=== WORK TASK ===
Reproduce the records below exactly as given.

::: INPUT DATA

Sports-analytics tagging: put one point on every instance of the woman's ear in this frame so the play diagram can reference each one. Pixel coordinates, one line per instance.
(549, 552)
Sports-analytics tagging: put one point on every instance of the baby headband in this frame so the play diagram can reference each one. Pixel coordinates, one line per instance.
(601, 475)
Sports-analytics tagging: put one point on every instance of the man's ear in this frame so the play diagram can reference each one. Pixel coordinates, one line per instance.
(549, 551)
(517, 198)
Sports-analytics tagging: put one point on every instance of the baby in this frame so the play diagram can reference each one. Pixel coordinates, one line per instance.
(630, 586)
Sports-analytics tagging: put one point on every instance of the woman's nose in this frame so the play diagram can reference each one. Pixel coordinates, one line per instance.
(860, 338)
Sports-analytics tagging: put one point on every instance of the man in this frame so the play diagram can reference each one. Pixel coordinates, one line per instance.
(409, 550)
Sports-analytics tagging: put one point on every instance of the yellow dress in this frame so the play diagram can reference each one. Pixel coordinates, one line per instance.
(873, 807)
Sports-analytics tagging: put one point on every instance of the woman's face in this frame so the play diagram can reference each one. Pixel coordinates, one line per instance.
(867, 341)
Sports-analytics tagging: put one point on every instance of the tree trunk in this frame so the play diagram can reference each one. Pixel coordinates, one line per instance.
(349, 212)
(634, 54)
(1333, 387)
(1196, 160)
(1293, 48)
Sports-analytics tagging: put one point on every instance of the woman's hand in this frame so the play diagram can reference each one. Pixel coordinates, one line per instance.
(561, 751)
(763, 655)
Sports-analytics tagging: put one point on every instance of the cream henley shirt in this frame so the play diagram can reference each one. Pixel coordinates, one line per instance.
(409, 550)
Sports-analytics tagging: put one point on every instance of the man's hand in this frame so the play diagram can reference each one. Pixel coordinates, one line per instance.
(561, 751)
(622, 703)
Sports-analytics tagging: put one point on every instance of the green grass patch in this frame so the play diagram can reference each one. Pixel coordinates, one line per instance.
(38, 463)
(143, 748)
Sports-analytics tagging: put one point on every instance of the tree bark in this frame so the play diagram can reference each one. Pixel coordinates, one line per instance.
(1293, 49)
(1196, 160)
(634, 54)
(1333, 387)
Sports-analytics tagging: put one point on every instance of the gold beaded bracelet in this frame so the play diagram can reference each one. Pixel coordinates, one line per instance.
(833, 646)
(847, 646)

::::::

=== TASK SOLUTION ===
Sports-analytics tagging: put one point on every instance of the woman's ear in this frame so the play diagram can reference each one. Pixel coordinates, one line per instance.
(549, 552)
Sports-analytics tagging: put one point on every instance of the baby headband in this frame so the play diagram can reference each one. Pixel coordinates, one line per instance.
(601, 475)
Sports-analytics tagging: put one point on every instance of the man's ear in this frame so the play diagram can reference each one. Pixel coordinates, one line per instance.
(549, 551)
(517, 198)
Sports-analytics tagging: put one point on every instance of the baby in this frame so the play diagram can reference each one. Pixel coordinates, one line per instance.
(630, 586)
Sports-analytics tagging: put one point on every instance of the woman's nose in this frame so the play diagram can reference each one. Pixel coordinates, one line per instance.
(860, 338)
Sports-analytics tagging: put one point on every instance of the man in this frame so the play diagram can reference each one. Pixel coordinates, one line per instance.
(409, 550)
Sports-analytics tagging: put one point on every instance of the yellow dress in this frame so the play diagram can reference each one. Pixel coordinates, one line per instance.
(873, 807)
Sports-analytics tagging: put one point on every instance of the woman's face in this frame so the play diagram can reference each one. Pixel coordinates, one line per instance.
(867, 341)
Sports-analytics tagging: put one point on every instance of the tree trunk in this frame so the play diagram can reference each one. Pixel coordinates, one line per instance.
(349, 212)
(634, 54)
(1333, 387)
(1196, 160)
(1293, 48)
Sports-analytics tagging: put one point on every instance of the woman's hand in this frame so the play diagram can reference each one. Pixel coordinates, one line per instance.
(561, 751)
(763, 655)
Sports-analytics tagging: put one point on every instance of the cream henley shirt in this frame so the play diagram can reference each one. Pixel coordinates, one line per instance.
(409, 550)
Sports-analytics tagging: put one point on every instance of the man's hand in this frame so the play diagram can reference each one. Pixel coordinates, one line per instance.
(561, 751)
(622, 703)
Sports-analytics tagging: put one point on every instance of the green grass patch in this frame so the play diagram can reference each one. Pixel coordinates, one line per instance.
(38, 463)
(143, 748)
Sports-analytics tagging: put one point on every instance of the tree bark in this frame so the play diagram can reference each one. Pixel coordinates, one line per instance.
(1293, 49)
(1196, 160)
(634, 54)
(1333, 387)
Sports-analytics tagging: put one point on every instance of the gold beaded bracelet in this frame so the play diagram can reference each one. Pixel coordinates, one line per instance.
(833, 646)
(847, 646)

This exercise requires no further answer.